* Record extracts
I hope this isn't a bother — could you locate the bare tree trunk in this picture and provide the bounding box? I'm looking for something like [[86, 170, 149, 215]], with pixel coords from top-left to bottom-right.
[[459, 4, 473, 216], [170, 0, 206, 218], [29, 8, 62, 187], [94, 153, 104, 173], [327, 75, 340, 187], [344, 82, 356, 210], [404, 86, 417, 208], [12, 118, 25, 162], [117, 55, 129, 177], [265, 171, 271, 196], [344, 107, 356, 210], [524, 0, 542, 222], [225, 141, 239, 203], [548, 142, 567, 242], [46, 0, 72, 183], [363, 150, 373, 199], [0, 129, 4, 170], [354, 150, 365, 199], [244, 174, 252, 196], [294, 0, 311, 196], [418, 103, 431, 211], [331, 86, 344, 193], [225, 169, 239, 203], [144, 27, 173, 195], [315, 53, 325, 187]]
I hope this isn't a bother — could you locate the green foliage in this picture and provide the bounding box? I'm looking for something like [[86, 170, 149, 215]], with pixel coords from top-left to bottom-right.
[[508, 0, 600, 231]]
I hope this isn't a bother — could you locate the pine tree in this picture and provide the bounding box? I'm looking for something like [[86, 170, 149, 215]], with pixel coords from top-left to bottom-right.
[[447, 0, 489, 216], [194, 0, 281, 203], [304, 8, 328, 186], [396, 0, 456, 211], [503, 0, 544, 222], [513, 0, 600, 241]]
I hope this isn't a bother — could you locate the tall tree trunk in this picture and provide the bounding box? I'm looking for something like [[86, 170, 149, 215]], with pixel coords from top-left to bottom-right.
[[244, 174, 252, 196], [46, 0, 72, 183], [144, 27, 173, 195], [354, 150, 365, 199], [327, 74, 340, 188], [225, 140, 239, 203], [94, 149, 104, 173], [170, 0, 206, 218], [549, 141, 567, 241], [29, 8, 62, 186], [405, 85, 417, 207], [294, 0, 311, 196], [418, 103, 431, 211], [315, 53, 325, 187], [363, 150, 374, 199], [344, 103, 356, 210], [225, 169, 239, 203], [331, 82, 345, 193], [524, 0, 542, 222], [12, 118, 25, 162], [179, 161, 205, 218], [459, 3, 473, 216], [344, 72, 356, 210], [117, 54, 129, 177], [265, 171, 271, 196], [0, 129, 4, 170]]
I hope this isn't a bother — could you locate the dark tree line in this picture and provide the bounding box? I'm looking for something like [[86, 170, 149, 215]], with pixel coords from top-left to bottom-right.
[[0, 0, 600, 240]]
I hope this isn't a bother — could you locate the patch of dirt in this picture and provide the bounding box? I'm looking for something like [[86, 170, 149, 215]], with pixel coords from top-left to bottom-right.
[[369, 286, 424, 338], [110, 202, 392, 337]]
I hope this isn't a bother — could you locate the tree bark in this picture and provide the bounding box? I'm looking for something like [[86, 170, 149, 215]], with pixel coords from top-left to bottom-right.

* Aim
Rewrite all of the records above as a numbered list, leaving out any blank lines.

* The response
1. I hope this isn't a bother — could you locate the bare tree trunk in this picture and provide the bounding box? I'm looking for something like [[86, 170, 149, 215]], with pixel coords from top-left to bottom-right.
2. [[459, 4, 473, 216], [170, 0, 206, 218], [29, 8, 62, 187], [94, 153, 104, 173], [327, 75, 340, 187], [344, 82, 356, 210], [404, 86, 417, 208], [12, 118, 25, 162], [117, 55, 129, 177], [265, 171, 271, 196], [344, 107, 356, 210], [524, 0, 542, 222], [225, 141, 239, 203], [548, 142, 567, 242], [46, 0, 72, 183], [363, 150, 373, 199], [0, 129, 4, 170], [354, 150, 365, 199], [244, 174, 252, 196], [294, 0, 311, 196], [418, 103, 431, 211], [331, 86, 344, 193], [225, 169, 239, 203], [144, 27, 173, 195], [315, 53, 325, 187]]
3. I hope this isn't a bother — could you locate the green foliage in this picture and provide the bounding box? I'm looking for something like [[86, 170, 149, 215]], with pixel coords from top-left to bottom-right.
4. [[508, 0, 600, 231]]
5. I hope this isn't a bother — could you locate the pine tree in this picture and provide the bounding box? I'm looking for something like [[86, 170, 149, 215]], with pixel coords from top-left to bottom-right.
6. [[447, 0, 489, 216], [194, 0, 281, 203], [304, 8, 328, 186], [396, 0, 456, 211], [503, 0, 544, 222], [513, 0, 600, 241]]
7. I hope this isn't a bother — could you locate the tall tree trunk in this picture and provide the bounding box? I'm looking for something like [[86, 170, 149, 215]], with pixel coords from top-left to bottom-right.
8. [[244, 174, 252, 196], [46, 0, 72, 183], [144, 27, 173, 195], [354, 150, 365, 199], [327, 74, 340, 188], [225, 140, 239, 203], [94, 149, 104, 173], [170, 0, 206, 218], [549, 141, 567, 241], [29, 8, 62, 186], [405, 85, 417, 207], [294, 0, 311, 196], [418, 103, 431, 211], [315, 53, 325, 187], [363, 150, 374, 199], [344, 103, 356, 210], [225, 169, 239, 203], [331, 82, 345, 193], [524, 0, 542, 222], [12, 118, 25, 162], [179, 161, 205, 218], [459, 3, 473, 216], [344, 72, 356, 210], [117, 54, 129, 177], [265, 171, 271, 196], [0, 129, 4, 170]]
9. I hope this isn't a bother — could you locate the dark tree line in this picture and provide the bounding box? I'm looking for something like [[86, 170, 149, 215]], with pixel coords from top-left to bottom-right.
10. [[0, 0, 600, 240]]
11. I hope this isn't a bother — could you locate the patch of dirt in this picture and provide the bounding box? I'm looking for something like [[86, 170, 149, 215]], with pixel coords from top-left to bottom-right.
12. [[369, 286, 424, 338], [110, 202, 392, 337]]
13. I hope this isn't a bother — could you locate the tree bark in this picture and provide the bounding box? I'm looking for something like [[86, 170, 149, 215]], with pixel coords from top-left to bottom-right.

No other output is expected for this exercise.